EXERCISE INSTRUCTIONS ▸ Repeat the entire listing exactly.

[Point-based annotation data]
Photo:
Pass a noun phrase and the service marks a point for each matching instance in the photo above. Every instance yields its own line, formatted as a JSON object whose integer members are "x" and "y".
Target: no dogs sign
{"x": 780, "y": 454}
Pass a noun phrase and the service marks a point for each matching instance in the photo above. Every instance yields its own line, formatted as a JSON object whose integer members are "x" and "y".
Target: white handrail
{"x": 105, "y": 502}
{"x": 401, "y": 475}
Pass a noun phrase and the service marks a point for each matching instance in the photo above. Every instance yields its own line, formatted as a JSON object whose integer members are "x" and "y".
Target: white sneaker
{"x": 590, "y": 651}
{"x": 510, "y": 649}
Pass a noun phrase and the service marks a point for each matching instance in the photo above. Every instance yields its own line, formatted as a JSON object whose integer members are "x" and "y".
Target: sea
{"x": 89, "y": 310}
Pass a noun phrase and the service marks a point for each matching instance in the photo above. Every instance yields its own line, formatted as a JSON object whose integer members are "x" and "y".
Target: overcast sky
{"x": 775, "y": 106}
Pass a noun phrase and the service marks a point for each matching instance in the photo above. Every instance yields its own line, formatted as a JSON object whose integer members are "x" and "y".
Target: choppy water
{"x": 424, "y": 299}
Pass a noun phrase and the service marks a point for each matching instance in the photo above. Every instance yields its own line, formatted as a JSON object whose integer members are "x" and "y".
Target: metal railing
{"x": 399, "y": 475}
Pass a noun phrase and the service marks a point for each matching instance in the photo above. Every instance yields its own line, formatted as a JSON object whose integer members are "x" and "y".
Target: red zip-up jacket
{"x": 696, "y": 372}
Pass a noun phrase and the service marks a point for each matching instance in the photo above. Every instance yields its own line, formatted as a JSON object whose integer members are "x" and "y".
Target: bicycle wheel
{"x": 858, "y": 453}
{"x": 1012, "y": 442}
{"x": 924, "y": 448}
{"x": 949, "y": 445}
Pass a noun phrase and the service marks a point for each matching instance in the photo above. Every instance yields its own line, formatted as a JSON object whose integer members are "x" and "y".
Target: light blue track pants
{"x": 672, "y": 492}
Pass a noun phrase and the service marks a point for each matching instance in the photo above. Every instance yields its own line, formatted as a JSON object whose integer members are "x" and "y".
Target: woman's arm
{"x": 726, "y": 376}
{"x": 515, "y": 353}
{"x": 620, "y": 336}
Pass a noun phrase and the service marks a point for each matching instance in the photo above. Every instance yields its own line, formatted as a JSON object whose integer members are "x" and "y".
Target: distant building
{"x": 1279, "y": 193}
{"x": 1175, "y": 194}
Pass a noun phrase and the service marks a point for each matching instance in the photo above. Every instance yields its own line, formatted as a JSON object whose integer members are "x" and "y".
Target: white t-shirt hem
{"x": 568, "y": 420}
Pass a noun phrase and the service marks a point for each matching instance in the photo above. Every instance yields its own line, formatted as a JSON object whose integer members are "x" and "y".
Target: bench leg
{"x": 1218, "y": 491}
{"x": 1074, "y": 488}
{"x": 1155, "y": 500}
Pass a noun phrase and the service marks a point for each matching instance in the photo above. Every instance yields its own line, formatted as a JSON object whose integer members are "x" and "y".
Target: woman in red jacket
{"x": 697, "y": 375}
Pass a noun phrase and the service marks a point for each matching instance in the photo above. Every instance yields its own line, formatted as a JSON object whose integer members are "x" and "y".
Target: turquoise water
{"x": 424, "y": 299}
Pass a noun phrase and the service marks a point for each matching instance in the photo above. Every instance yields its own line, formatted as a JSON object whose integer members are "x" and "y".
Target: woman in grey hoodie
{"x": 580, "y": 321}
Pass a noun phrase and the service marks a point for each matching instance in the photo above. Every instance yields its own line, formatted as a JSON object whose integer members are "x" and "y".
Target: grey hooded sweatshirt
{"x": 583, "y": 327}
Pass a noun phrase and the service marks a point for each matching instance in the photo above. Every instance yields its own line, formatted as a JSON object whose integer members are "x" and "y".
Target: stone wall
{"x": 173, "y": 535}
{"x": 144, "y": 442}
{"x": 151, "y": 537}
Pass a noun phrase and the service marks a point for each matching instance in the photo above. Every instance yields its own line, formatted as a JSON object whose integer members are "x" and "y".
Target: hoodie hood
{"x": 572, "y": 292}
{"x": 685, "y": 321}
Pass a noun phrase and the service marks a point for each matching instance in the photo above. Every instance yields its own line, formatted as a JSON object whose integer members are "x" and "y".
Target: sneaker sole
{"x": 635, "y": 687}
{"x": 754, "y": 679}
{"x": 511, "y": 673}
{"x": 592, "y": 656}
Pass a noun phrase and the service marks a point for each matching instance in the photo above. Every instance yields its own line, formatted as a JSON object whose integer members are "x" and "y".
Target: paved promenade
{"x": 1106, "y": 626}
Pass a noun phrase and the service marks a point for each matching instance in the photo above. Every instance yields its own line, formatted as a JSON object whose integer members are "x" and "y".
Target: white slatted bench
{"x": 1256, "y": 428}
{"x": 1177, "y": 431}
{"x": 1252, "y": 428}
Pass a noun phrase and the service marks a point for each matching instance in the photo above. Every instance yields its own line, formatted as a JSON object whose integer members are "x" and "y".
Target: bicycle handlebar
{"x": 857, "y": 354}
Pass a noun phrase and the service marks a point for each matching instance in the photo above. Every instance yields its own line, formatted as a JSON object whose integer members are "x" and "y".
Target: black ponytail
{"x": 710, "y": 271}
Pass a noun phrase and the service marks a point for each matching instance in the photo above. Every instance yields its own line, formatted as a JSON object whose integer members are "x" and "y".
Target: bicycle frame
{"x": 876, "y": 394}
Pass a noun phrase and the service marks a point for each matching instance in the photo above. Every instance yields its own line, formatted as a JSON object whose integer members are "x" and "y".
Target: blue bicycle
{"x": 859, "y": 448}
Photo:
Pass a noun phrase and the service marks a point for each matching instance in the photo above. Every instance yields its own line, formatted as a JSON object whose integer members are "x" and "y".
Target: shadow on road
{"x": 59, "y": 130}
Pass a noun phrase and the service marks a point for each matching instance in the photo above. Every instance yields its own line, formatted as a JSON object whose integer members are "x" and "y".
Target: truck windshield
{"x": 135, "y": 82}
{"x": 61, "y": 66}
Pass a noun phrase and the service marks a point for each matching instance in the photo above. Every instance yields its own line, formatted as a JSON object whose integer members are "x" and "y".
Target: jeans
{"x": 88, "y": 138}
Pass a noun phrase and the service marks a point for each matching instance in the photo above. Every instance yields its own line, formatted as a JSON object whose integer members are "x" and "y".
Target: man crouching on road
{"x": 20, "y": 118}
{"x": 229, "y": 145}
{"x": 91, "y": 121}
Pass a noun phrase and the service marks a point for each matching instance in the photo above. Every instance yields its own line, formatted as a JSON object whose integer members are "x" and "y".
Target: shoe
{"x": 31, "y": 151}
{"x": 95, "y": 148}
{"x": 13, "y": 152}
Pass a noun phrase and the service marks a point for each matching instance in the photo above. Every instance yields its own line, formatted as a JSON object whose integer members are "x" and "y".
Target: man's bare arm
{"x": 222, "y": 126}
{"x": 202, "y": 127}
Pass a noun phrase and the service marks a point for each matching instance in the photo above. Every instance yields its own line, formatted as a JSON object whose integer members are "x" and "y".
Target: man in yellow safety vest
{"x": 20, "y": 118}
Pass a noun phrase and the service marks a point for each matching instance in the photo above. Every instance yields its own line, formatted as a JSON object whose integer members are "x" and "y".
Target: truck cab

THE COMPLETED TASK ▸
Photo:
Pass a noun phrase and the service marks a point for each matching instance in the photo above. Every instance yields its own line, formatted as a JSON object whose integer members are "x" and "y".
Target: no dogs sign
{"x": 780, "y": 454}
Pass a noun phrase and the service marks a point for each matching instance in the photo above. Every instance yields its own line, formatted as a JSON object whose integer members are "x" and "y".
Target: white handrail
{"x": 105, "y": 502}
{"x": 401, "y": 475}
Pass a noun phrase and the service marks a point for each matching instance in the photo above. Every instance yields its own line, formatted as a JSON object whose integer members are "x" and "y".
Target: white sneaker
{"x": 590, "y": 651}
{"x": 510, "y": 649}
Pass a noun phrase and the service marks a point for each matching instance in the photo above. Every instance yields its own line, formatted as a JSON object whose integer members are "x" and "y".
Target: sea
{"x": 89, "y": 310}
Pass a noun phrase and the service marks a point for each matching instance in the photo above. Every instance yields its own line, formatted as a JSON object whose integer members are "x" and "y".
Target: overcast sky
{"x": 775, "y": 106}
Pass a noun phrase and the service marks a point for each matching instance in the photo above. Every instance yields its own line, formatted as a JSON object whose integer members are "x" and "y".
Target: choppy water
{"x": 424, "y": 299}
Pass a noun phrase and the service marks a point for each matching instance in the photo above. Every instance yields its own line, formatted as a JSON object whose integer members are "x" and "y".
Target: metal railing
{"x": 399, "y": 475}
Pass a noun phrase and the service marks a point for each matching instance in the photo above. Every instance yields its own line, formatted as a JSON object whose integer members are "x" and "y".
Target: red zip-up jacket
{"x": 696, "y": 372}
Pass a noun phrase and the service marks a point for each matching instance in the photo above. Every instance yields its own line, formatted as a JSON object whose integer members are "x" and "y".
Target: bicycle wheel
{"x": 858, "y": 453}
{"x": 1012, "y": 442}
{"x": 924, "y": 448}
{"x": 949, "y": 445}
Pass a noun phrase and the service marks a point for each matching instance in the photo above. Every instance yields its own line, formatted as a JSON object whose integer members are "x" and "y".
Target: light blue track pants
{"x": 672, "y": 492}
Pass a noun phrase and the service marks a point for each matching instance in the photo above. Every instance yields its own line, formatted as a JSON object whose integer members are "x" and "y".
Target: woman's arm
{"x": 726, "y": 376}
{"x": 515, "y": 353}
{"x": 620, "y": 336}
Pass a noun phrase and the service marks a point for each matching instance in the photo above. Every instance yields its own line, formatted as a JSON object whose integer members are "x" and "y".
Target: distant building
{"x": 1279, "y": 193}
{"x": 1175, "y": 194}
Pass a noun phrase and the service marks a point for each matching instance in the photo above. Every instance yields its own line, formatted as a JSON object whose integer members are "x" and "y".
Target: white t-shirt hem
{"x": 568, "y": 420}
Pass a noun phrase and the service marks a point for each matching instance in the photo above. Every instance yields its own line, formatted as a JSON object whose integer members are "x" and "y".
Target: bench leg
{"x": 1218, "y": 491}
{"x": 1074, "y": 488}
{"x": 1155, "y": 500}
Pass a noun phrase and the service marks a point for each matching instance in the photo above. Every instance yields its own line, formatted as a JSON object whose integer members are "x" and "y".
Target: woman in red jacket
{"x": 697, "y": 375}
Pass a noun phrase and the service marks a point for each matching instance in the photo above. Every instance yields its own line, formatted as a JSON object whose integer members are "x" and "y".
Target: turquoise water
{"x": 424, "y": 299}
Pass a noun phrase and the service marks a point for each matching instance in the photo above. Every instance yields its own line, formatted as a JSON object whose integer members are "x" and "y".
Target: woman in grey hoodie
{"x": 580, "y": 321}
Pass a noun phrase and the service marks a point for each matching instance in the photo above. Every instance yields its own line, formatted as a JSON object whose integer members are "x" and "y".
Target: grey hooded sweatshirt
{"x": 583, "y": 327}
Pass a noun phrase and the service marks a point for each matching instance in the photo above. Every instance yields its own line, formatted as a JSON object whose integer members are "x" and "y".
Target: stone wall
{"x": 173, "y": 535}
{"x": 144, "y": 442}
{"x": 151, "y": 537}
Pass a noun phrase and the service marks a point for each matching instance in the photo above. Every instance yields its own line, formatted as a JSON object whose integer members are "x" and "y".
Target: hoodie hood
{"x": 572, "y": 292}
{"x": 685, "y": 321}
Pass a noun phrase and the service marks a point for each matching instance in the photo above. Every instance yields its own line, formatted as a JSON object whose integer members are "x" and "y".
Target: sneaker sole
{"x": 635, "y": 687}
{"x": 754, "y": 679}
{"x": 511, "y": 673}
{"x": 592, "y": 656}
Pass a noun phrase and the service marks a point for each matching instance in the photo above. Every instance yields its own line, formatted as a JSON object whose integer members are "x" and "y".
Target: paved promenade
{"x": 1106, "y": 626}
Pass a noun phrase and the service marks a point for each matching instance in the photo above. Every instance yields its own line, formatted as a JSON object whose integer members are "x" and "y".
Target: white slatted bench
{"x": 1256, "y": 428}
{"x": 1177, "y": 431}
{"x": 1252, "y": 428}
Pass a noun phrase and the service marks a point for each matching instance in the photo above. Every instance yields its own line, formatted as a JSON object whose integer members are "x" and "y".
Target: bicycle handlebar
{"x": 857, "y": 354}
Pass a noun phrase and the service marks a point for each matching instance in the photo above. Every instance yields its own line, formatted as a JSON object whose integer members are "x" and "y".
Target: black ponytail
{"x": 710, "y": 271}
Pass a noun phrase and the service marks a point for each matching instance in the photo above. Every instance yields its own line, formatted as a JSON object whose integer members are "x" and "y".
Target: bicycle frame
{"x": 876, "y": 394}
Pass a noun phrase and the service marks a point for each matching instance in the photo above. Every instance yields its own line, formatted as a JSON object whose integer members are "x" and "y".
Target: blue bicycle
{"x": 859, "y": 448}
Photo:
Pass a noun phrase and the service marks a point for each matching instance in the photo above. Every instance yields its own line, formatted as a JSON object whose integer members are "x" and "y".
Target: shadow on road
{"x": 59, "y": 130}
Pass a noun phrase and the service marks a point for each matching instance in the photo above. Every instance yields its own line, formatted as a JSON object whose integer members are "x" and "y".
Target: truck windshield
{"x": 135, "y": 82}
{"x": 61, "y": 66}
Pass a noun phrase and the service marks a point for each matching instance in the photo above. Every instance yields its own line, formatted as a JSON object whose integer members are "x" and "y".
Target: jeans
{"x": 88, "y": 138}
Pass a noun phrase and the service marks a point for each matching instance in the photo above. Every instance yields its own line, formatted as a JSON object whose integer members are "x" and "y".
Target: man crouching on road
{"x": 20, "y": 118}
{"x": 229, "y": 145}
{"x": 91, "y": 121}
Pass a noun phrase and the service marks a point for each matching instance in the photo above. Every instance yields its own line, formatted as a JSON object whose integer members are "x" and "y".
Target: shoe
{"x": 31, "y": 151}
{"x": 95, "y": 148}
{"x": 13, "y": 152}
Pass a noun phrase and the service marks a point for each matching instance in the photo above. Every instance yields its own line, formatted as a JSON object whose integer members are "x" and "y".
Target: man's bare arm
{"x": 222, "y": 126}
{"x": 202, "y": 127}
Pass a noun phrase and the service marks a point for each matching instance in the photo above. Every instance yields its own line, formatted as a JSON object whose integer members are "x" and "y".
Target: man in yellow safety vest
{"x": 20, "y": 118}
Pass a noun phrase and the service marks a point for each matching instance in the photo above. Every instance yields its own line, formatted as a JSON object whose integer members are "x" and "y".
Target: truck cab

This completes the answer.